## Stored records
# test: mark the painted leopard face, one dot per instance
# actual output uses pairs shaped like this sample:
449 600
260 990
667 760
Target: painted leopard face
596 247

--

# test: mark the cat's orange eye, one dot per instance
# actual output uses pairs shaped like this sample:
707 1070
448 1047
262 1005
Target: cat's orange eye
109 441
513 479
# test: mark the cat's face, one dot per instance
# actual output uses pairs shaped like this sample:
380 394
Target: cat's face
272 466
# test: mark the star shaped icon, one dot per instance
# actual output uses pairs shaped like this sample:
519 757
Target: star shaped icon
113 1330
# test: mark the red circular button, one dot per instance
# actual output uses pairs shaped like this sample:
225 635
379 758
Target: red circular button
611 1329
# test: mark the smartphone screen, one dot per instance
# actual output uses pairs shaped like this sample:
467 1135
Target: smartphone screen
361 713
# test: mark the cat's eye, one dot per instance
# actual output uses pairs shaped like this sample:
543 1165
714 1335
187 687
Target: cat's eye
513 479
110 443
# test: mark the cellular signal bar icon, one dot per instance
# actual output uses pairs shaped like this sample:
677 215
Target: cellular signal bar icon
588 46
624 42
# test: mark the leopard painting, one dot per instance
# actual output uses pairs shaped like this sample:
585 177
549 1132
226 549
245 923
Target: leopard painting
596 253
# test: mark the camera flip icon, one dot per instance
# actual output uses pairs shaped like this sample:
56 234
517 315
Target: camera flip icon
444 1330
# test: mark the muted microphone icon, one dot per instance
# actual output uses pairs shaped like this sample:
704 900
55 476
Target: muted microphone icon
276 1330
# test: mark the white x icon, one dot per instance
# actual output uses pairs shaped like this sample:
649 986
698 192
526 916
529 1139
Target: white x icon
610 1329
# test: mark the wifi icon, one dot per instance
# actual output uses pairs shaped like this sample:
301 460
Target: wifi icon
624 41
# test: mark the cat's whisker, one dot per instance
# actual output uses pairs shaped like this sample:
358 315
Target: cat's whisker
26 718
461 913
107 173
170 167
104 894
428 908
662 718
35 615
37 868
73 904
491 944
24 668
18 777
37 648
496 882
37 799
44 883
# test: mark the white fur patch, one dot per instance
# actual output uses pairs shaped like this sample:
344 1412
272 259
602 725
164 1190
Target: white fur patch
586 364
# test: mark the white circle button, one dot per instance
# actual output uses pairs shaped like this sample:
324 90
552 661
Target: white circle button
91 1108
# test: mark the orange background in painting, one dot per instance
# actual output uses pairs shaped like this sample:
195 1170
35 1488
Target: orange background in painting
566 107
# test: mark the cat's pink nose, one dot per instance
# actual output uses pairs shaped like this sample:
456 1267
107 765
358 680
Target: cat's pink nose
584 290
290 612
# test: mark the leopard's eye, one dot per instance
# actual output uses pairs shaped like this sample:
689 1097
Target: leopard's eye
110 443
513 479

## Task objective
Gather every line of the records above that contains the word "smartphone", and copy each one in full.

## Expected answer
# test: mark the smartphone screen, one dot per instance
Target: smartphone screen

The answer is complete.